**What is being asked**
Collect every line of the records that contains the string "asphalt", matching case exactly.

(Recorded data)
========================

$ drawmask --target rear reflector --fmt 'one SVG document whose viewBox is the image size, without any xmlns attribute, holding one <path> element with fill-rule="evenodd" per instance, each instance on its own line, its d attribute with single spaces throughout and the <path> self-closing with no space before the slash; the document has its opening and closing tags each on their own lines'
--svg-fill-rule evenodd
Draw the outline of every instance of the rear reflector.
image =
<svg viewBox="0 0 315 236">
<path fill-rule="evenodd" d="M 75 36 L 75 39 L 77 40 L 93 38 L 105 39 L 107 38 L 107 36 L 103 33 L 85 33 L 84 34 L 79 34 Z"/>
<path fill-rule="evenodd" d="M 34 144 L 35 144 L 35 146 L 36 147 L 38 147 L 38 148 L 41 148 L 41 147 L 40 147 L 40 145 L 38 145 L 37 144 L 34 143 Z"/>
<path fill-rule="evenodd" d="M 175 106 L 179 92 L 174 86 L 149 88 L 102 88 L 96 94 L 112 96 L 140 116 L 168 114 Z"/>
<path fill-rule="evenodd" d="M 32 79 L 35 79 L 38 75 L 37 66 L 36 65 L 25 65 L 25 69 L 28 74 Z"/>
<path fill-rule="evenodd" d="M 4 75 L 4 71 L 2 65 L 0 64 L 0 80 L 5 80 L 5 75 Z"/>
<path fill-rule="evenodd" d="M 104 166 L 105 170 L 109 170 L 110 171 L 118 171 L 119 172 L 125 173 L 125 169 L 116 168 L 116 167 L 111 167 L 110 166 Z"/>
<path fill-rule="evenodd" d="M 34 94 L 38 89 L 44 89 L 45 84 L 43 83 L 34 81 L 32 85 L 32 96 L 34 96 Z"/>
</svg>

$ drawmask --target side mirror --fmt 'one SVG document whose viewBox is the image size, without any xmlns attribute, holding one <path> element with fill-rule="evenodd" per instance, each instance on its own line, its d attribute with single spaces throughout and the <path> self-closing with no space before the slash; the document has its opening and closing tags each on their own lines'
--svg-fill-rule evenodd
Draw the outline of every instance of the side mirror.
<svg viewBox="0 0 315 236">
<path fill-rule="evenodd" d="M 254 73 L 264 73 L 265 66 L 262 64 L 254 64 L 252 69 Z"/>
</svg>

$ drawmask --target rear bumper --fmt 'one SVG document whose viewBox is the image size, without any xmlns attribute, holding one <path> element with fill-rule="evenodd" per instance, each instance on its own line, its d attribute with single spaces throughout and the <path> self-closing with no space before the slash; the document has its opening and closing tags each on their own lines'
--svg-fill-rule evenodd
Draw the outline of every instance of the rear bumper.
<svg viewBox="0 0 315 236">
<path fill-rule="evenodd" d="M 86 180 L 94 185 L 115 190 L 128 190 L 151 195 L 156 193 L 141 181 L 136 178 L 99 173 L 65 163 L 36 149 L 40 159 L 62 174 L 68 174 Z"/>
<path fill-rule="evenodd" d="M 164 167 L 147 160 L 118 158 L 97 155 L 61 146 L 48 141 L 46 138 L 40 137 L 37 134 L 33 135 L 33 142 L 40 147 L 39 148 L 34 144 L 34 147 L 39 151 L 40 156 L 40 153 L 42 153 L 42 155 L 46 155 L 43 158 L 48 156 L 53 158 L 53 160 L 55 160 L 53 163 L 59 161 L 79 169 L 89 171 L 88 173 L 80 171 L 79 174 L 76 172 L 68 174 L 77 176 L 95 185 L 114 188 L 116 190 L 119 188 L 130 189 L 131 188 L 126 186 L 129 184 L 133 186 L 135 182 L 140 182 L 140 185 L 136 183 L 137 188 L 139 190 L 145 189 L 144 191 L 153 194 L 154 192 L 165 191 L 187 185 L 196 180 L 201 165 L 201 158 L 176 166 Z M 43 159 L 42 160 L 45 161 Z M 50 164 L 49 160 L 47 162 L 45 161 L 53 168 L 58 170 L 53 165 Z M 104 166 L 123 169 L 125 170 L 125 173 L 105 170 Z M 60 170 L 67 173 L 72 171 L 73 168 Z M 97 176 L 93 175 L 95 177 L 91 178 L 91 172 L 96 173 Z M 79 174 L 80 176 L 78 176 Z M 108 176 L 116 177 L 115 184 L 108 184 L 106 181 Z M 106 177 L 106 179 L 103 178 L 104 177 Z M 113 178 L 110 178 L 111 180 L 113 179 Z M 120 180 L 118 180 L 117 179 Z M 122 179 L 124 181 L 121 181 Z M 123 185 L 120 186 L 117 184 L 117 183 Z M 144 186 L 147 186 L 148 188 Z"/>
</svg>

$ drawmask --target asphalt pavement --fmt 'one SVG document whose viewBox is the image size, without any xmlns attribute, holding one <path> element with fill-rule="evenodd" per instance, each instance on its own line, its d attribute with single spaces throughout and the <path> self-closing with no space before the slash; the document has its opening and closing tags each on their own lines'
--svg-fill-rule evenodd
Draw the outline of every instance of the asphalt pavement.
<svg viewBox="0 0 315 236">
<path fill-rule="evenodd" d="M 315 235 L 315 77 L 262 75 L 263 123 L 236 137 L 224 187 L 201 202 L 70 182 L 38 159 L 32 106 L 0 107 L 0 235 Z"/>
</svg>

========================

**Solution to this task**
$ drawmask --target asphalt pavement --fmt 'one SVG document whose viewBox is the image size, without any xmlns attribute, holding one <path> element with fill-rule="evenodd" per instance, each instance on its own line, its d attribute with single spaces throughout and the <path> self-closing with no space before the slash; the document has its opening and closing tags each on their own lines'
Draw the outline of every instance of the asphalt pavement.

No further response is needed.